[WHAT YOU WILL DO]:
a) From the interview, quote the passage starting with "TW: It was an" and going on through "work for me.".
b) Answer these questions using the interview:
(i) Whose studio did the speaker use between trips?
(ii) In what state was the speaker working when the sharks were seen?
(iii) What is the speaker mashing the omelet around with?
c) Proceed with the interview, writing on from its final line.

--- BEGIN PASSAGE GIVEN ---

In between trips, I’d pop into Herc’s [Ottenheimer] Living Room studio; he and I work really well together. It takes time with me. We laid down the rhythm tracks, and after that it was all me coming in with the dobro, slide, banjo, electric guitar, 12-string guitar, cello, bass, piano, synth piano, flute—not all at once, though [laughs]. I also did all the back-up vocals. Johnny’s Café took time. I’d go out and run my gardening company, save the planet, save up my money and then blow it all in the studio.


CW: Could you elaborate on the instrumental “All These Sharks”?


TW: It was an instrumental, a stomp—but then we had to go and say “All these sharks.” That’s a true story. I was working in Florida; it was 3 in the afternoon on a beautiful day. The waves were huge, pelicans everywhere, fish flopping around, and all these sharks fighting over the fish with these pelicans. Sometimes, a natural wonder will occur, and you’ll think, “All right, shakin’ it up a little bit.” I like that.


CW: Getting back to breakfast, how’s the omelet?


TW: The omelet is delightful—I’m mashing it around with the hash browns. It was presented beautifully, but the temptation to mix it all up was too great. I do so enjoy greasy, crispy hash browns. They work for me.

--- END PASSAGE GIVEN ---
--- BEGIN DATASET CONTENT ---

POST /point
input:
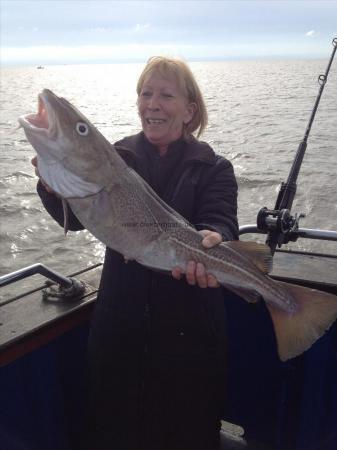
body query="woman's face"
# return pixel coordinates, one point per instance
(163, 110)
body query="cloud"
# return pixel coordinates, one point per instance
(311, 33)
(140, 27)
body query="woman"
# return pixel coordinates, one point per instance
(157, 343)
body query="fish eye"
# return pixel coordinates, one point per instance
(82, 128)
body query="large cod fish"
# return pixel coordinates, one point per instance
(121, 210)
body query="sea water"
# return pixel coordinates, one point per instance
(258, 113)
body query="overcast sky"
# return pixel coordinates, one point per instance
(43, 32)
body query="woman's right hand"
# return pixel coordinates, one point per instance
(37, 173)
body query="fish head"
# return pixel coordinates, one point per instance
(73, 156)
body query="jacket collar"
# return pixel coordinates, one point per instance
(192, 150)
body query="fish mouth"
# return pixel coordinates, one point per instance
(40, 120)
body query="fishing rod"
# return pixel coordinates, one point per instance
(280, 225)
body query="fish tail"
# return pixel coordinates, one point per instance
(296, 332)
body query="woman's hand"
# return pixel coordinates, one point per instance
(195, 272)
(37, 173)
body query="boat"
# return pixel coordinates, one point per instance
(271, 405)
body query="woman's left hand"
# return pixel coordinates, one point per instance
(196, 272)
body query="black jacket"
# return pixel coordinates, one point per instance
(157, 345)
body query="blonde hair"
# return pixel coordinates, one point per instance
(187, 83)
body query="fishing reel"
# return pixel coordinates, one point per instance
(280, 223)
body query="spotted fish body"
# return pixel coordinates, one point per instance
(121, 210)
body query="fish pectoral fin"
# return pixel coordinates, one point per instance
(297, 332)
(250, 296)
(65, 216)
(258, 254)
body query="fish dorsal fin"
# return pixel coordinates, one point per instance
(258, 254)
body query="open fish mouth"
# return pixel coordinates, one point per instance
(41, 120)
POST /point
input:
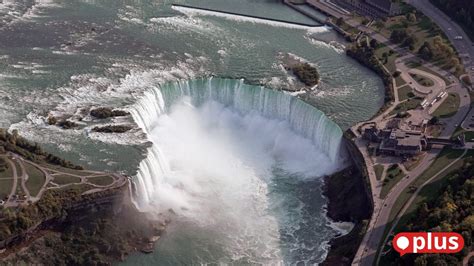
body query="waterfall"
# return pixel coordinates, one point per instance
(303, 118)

--- END DATASET CONTENT ---
--- BEGIN DATASET CONTENT ---

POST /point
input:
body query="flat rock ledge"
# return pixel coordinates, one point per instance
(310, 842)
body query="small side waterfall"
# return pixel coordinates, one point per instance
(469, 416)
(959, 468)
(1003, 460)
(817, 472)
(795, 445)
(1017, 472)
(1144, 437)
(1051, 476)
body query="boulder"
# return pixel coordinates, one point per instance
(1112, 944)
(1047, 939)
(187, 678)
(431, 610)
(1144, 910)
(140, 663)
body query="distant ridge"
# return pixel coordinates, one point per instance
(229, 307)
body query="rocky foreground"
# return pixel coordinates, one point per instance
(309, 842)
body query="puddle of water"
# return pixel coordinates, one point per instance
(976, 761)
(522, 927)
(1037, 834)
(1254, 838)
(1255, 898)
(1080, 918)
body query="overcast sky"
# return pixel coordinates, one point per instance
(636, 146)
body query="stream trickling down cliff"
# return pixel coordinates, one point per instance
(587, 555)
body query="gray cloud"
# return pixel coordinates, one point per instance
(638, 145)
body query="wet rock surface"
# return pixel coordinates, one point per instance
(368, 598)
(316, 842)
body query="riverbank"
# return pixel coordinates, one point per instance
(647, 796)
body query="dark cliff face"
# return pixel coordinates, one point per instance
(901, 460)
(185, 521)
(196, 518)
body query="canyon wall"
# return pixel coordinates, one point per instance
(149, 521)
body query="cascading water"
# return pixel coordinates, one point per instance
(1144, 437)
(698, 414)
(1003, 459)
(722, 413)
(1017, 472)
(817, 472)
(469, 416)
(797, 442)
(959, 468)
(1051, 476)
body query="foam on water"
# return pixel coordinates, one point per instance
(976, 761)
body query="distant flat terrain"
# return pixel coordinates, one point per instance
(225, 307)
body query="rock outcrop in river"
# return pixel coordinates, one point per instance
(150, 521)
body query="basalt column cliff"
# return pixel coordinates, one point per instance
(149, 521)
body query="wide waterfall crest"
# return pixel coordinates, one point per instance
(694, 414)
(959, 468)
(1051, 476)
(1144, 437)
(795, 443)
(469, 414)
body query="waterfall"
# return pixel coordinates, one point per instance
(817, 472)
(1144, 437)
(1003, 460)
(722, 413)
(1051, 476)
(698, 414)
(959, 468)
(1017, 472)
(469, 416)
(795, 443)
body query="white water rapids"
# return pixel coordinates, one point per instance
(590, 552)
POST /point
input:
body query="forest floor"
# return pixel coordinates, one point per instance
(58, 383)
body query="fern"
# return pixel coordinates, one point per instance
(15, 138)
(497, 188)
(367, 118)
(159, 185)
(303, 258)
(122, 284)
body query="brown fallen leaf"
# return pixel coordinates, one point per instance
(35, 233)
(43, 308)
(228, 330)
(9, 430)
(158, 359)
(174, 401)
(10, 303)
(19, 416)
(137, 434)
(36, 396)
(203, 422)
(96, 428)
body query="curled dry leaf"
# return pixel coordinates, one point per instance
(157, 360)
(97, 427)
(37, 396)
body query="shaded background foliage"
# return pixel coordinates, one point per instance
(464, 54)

--- END DATASET CONTENT ---
--- BEGIN DATASET CONTENT ---

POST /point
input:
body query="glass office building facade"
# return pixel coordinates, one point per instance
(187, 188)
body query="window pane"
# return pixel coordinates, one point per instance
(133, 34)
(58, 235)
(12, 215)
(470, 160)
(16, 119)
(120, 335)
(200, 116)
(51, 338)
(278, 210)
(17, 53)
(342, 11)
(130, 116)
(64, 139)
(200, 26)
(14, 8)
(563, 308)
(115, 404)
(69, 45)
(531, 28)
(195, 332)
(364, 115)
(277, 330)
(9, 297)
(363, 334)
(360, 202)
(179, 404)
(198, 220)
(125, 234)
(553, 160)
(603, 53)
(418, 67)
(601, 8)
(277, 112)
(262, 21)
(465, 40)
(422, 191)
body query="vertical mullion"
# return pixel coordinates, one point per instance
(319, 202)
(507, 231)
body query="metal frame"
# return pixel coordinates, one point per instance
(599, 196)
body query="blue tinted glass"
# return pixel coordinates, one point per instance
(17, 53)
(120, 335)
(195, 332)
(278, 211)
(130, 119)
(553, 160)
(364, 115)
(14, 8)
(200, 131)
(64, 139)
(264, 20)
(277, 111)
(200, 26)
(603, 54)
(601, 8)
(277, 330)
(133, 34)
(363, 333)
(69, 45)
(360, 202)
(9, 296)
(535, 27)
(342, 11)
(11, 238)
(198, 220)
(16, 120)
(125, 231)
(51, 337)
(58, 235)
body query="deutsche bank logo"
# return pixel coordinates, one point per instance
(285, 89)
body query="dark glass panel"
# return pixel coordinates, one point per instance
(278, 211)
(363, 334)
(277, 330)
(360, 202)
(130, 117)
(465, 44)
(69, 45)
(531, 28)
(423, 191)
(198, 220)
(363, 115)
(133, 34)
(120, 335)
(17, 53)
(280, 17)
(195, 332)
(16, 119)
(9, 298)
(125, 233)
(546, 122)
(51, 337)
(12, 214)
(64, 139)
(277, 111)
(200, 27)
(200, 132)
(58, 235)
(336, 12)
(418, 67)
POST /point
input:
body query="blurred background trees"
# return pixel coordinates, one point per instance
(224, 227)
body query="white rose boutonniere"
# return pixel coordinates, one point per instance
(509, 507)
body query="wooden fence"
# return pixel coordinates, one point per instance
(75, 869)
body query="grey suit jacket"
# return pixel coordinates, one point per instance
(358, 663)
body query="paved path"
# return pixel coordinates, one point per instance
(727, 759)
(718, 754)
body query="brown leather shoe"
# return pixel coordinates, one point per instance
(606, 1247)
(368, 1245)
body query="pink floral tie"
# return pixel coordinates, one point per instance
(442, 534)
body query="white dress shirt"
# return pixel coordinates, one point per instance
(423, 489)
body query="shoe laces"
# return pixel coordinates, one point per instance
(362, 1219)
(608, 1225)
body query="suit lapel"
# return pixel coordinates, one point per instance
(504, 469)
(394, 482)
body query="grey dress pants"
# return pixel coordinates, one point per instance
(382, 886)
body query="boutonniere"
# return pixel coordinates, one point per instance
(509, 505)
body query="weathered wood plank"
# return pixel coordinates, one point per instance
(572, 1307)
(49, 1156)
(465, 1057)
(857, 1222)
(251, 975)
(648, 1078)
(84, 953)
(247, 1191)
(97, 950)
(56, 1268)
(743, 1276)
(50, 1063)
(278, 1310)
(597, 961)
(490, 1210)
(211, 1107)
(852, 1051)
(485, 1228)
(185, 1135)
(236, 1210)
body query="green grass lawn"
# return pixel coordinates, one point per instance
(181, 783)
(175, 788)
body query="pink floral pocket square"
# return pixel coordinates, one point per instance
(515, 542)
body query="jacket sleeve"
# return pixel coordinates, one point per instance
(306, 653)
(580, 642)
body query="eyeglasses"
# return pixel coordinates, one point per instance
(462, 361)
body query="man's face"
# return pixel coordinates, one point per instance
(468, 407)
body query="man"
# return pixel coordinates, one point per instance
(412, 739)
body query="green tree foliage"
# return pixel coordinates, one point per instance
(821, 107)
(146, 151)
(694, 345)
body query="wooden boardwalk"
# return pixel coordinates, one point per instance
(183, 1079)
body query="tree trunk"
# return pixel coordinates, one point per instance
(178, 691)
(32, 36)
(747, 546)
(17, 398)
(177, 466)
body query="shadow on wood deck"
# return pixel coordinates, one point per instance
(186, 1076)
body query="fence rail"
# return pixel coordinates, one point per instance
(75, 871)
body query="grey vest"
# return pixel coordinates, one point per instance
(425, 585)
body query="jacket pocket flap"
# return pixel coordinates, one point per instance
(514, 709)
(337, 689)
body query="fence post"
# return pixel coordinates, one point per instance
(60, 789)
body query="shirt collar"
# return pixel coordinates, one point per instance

--- END DATASET CONTENT ---

[RESPONSES]:
a)
TW: It was an instrumental, a stomp—but then we had to go and say “All these sharks.” That’s a true story. I was working in Florida; it was 3 in the afternoon on a beautiful day. The waves were huge, pelicans everywhere, fish flopping around, and all these sharks fighting over the fish with these pelicans. Sometimes, a natural wonder will occur, and you’ll think, “All right, shakin’ it up a little bit.” I like that.


CW: Getting back to breakfast, how’s the omelet?


TW: The omelet is delightful—I’m mashing it around with the hash browns. It was presented beautifully, but the temptation to mix it all up was too great. I do so enjoy greasy, crispy hash browns. They work for me.

b)
(i) Herc Ottenheimer's, the Living Room studio.
(ii) Florida.
(iii) The hash browns.

c)
CW: Do you have a career game plan as far as music goes? What are you going to do after the release party for Johnny’s Café?


TW: Give it all up [laughs]. I’m going to take a step back, look at my life and make sure I’m spiritually aligned for, quote-unquote, the next step. Small, regional tours are in the wings, and that excites me. So I need to be aligned so I don’t perpetuate all my self-sabotage—it runs rampant through my life, which pretty much everybody in town knows by now, I’m sure.


CW: Any parting knowledge, a grand Trace Wiren philosophy you’d like to drop in closing on the readers of City Weekly?


TW: I want it to be noted that I just sat here and laughed when you asked that. That’s my message: I sat here and laughed.